Position identification records:
=====
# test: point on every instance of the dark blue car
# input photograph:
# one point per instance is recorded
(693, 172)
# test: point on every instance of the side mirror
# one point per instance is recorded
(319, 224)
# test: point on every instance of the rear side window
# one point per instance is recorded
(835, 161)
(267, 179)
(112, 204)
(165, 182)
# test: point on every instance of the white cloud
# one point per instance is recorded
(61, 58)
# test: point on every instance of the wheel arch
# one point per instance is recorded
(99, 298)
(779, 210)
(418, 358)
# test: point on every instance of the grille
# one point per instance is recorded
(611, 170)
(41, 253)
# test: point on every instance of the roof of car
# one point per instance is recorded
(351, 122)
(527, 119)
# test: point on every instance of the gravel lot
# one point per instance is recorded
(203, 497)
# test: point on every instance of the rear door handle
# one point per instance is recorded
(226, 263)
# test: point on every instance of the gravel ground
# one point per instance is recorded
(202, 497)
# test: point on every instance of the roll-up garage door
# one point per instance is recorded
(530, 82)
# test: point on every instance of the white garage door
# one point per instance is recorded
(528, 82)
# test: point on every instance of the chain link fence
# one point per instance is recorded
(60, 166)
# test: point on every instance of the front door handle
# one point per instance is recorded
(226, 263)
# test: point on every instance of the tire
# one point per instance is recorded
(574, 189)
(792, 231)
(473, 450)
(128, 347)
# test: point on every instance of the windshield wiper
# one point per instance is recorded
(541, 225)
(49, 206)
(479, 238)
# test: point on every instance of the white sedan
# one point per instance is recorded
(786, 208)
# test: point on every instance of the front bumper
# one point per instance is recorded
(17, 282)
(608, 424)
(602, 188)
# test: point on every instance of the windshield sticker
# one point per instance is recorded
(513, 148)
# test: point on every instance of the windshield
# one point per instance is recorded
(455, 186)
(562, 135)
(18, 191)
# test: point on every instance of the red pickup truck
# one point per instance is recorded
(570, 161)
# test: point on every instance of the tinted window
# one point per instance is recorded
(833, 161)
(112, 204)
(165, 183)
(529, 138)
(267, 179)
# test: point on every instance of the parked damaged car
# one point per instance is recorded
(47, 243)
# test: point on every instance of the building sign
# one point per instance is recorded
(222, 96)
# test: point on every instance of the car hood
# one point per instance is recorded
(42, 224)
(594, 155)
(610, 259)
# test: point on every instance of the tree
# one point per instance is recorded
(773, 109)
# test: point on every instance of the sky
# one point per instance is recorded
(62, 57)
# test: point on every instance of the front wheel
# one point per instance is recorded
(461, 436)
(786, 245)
=====
Your objective -> Repeat the listing exactly, from its first line to its last.

Task answer ->
# test: point on every instance of the dark blue car
# input photograph:
# one point per instance is recorded
(693, 172)
# test: point on every instance of the side mirror
# one point per instance is recorded
(319, 224)
# test: point on every instance of the rear side window
# one point per instance is recorded
(835, 161)
(267, 179)
(112, 204)
(165, 182)
# test: point on every instance of the white cloud
# one point per instance is recorded
(61, 58)
# test: point on every instance of the wheel arch
# one point per instance is recorded
(99, 298)
(779, 210)
(418, 358)
# test: point on every instance of the grille
# one point per instance is recorded
(611, 170)
(41, 253)
# test: point on every instance of the roof of car
# one point per instance is recorded
(351, 122)
(527, 119)
# test: point on every instance of the gravel lot
# one point per instance is recorded
(203, 497)
# test: point on every instance of the rear door handle
# one point per instance is recorded
(226, 263)
# test: point on every instance of the gravel ground
# one point per instance is recorded
(202, 497)
# test: point on every instance of the roll-up garage door
# one point per instance is recorded
(530, 82)
# test: point on every instance of the white garage door
# one point per instance is recorded
(528, 82)
# test: point on every instance of the chain link fence
# one point per instance is recorded
(60, 166)
# test: point on every instance of the front door handle
# one point per instance is recorded
(226, 263)
# test: point on every instance of the tire
# one point per instance is recorded
(574, 189)
(792, 231)
(473, 450)
(128, 347)
# test: point on every instance of the windshield wiper
# one point per instance is recorded
(541, 225)
(49, 206)
(479, 238)
# test: point on every instance of the white sedan
# one point per instance is recorded
(786, 208)
# test: point on every instance of the front bumper
# one point per instance is recorded
(17, 282)
(608, 424)
(602, 188)
# test: point on every instance of the windshield sticker
# one point per instance is recorded
(513, 148)
# test: point on every instance of the windshield
# one point per instance is recorded
(455, 186)
(562, 135)
(18, 191)
# test: point on every instance of the red pickup truck
# one point per instance is recorded
(570, 161)
# test: point on every instance of the tinted window
# one point per instance is recorded
(833, 161)
(112, 204)
(165, 183)
(529, 138)
(267, 179)
# test: point on every instance of the parked damaged car
# one point per instance is recorded
(47, 243)
# test: point on every instance of the building sign
# one point per instance is recorded
(222, 96)
# test: point on every instance of the car hood
# one point per instance is recorded
(42, 224)
(594, 155)
(610, 259)
# test: point on every instance of the tree
# one point per instance is recorded
(773, 109)
# test: point on every instance of the sky
# one point per instance is recorded
(62, 57)
# test: point on every instance of the front wheel
# one point per instance is recorded
(461, 436)
(786, 245)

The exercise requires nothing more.